■ Aim of the exercise ■
Copy out every entry that follows, without a single picture.

─── Available records ───

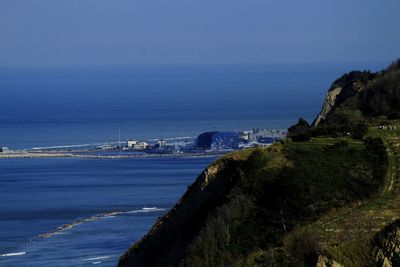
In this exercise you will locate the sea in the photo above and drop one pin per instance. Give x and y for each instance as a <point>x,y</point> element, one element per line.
<point>84,212</point>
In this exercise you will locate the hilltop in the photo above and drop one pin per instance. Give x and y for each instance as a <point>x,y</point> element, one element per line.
<point>326,196</point>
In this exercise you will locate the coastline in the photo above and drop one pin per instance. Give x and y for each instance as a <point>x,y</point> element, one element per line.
<point>26,154</point>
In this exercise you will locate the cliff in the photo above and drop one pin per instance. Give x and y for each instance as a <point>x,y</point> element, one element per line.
<point>330,199</point>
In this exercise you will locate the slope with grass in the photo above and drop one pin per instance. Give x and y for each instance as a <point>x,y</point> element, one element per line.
<point>326,196</point>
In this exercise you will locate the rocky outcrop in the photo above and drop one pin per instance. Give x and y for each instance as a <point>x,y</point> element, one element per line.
<point>168,239</point>
<point>329,104</point>
<point>324,261</point>
<point>341,90</point>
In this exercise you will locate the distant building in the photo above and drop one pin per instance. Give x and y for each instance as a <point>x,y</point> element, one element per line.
<point>267,140</point>
<point>131,143</point>
<point>161,143</point>
<point>203,141</point>
<point>141,145</point>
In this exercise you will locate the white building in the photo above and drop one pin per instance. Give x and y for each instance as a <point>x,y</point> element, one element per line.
<point>131,143</point>
<point>161,143</point>
<point>141,145</point>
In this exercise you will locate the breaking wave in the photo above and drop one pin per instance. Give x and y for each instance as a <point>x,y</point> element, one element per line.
<point>13,254</point>
<point>96,217</point>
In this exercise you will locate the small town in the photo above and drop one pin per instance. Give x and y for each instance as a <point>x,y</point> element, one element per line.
<point>207,143</point>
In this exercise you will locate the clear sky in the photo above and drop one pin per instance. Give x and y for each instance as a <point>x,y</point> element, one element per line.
<point>153,32</point>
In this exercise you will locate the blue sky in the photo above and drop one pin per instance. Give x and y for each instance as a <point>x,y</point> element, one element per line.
<point>174,32</point>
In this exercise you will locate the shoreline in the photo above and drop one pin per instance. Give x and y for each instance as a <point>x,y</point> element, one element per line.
<point>25,154</point>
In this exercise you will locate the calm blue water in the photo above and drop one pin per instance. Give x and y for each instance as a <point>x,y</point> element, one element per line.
<point>69,106</point>
<point>73,106</point>
<point>40,195</point>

───

■ Answer to the exercise ■
In this exercise you will locate the sea in the photo above and drop one pin per instance. Give x and y for each instance as a <point>x,y</point> element, one element per line.
<point>84,212</point>
In this exercise you will locate the hilltop in the photo above and drop one pin per instance. Give x and y for each instance as a <point>x,y</point> element, one element per line.
<point>326,196</point>
In this exercise you will locate the coastline in the photo above and drop one pin per instance. Give x and y for each instance as a <point>x,y</point> element, one element per line.
<point>26,154</point>
In this exercise you will locate the cliff in the photo above and drop one pin per instance. Give x and y for each instance as a <point>x,y</point> element, one element per line.
<point>330,199</point>
In this exercise you will locate the slope with grass in the photo above and drop one pin per instance. Give x and y for each instance as a <point>x,y</point> element, one element per line.
<point>326,196</point>
In this exercise you will locate the rocky outcrop in the photo above and drop one pin per instance. Give x and y for each instance as a <point>x,y</point> element, one element per line.
<point>168,239</point>
<point>329,104</point>
<point>324,261</point>
<point>341,90</point>
In this exercise you will locate the distant building in the photo above and drop one pin per instance. Give x and y for each instance as a <point>x,y</point> element, one element per line.
<point>267,140</point>
<point>131,143</point>
<point>161,143</point>
<point>203,141</point>
<point>141,145</point>
In this exercise you will locate the white building in the photo above and drop one pin per instance. Give x and y for each instance as a <point>x,y</point> element, one element per line.
<point>131,143</point>
<point>161,143</point>
<point>141,145</point>
In this exercise you will locate the breaking wave in the photo above and drop one pin per instance. Give x and y for each instance as a <point>x,y</point> element, one element per line.
<point>13,254</point>
<point>96,217</point>
In this exercise you will locate the small town in the photo above and drop one pin per instance. Give x and y for each instance as a <point>x,y</point> element, one element per line.
<point>207,143</point>
In this exercise you will locate the clear sky in the photo above and drop one pin per instance. Give x and y for each instance as a <point>x,y</point> element, one element per line.
<point>153,32</point>
In this exercise you will locate the blue sky in the photo above and drop one pin per instance. Give x and y for each instance as a <point>x,y</point> element, one element per line.
<point>174,32</point>
In this exercise you will locate the shoreline in the photo above and drop one pin per instance. Give x and y for each instance as a <point>x,y</point> element, one element per line.
<point>25,154</point>
In this exercise you will locate the calm blue water in the photo above and drop one pin per instance. Give x and y for each instance as a <point>x,y</point> element, one element per line.
<point>69,106</point>
<point>73,106</point>
<point>40,195</point>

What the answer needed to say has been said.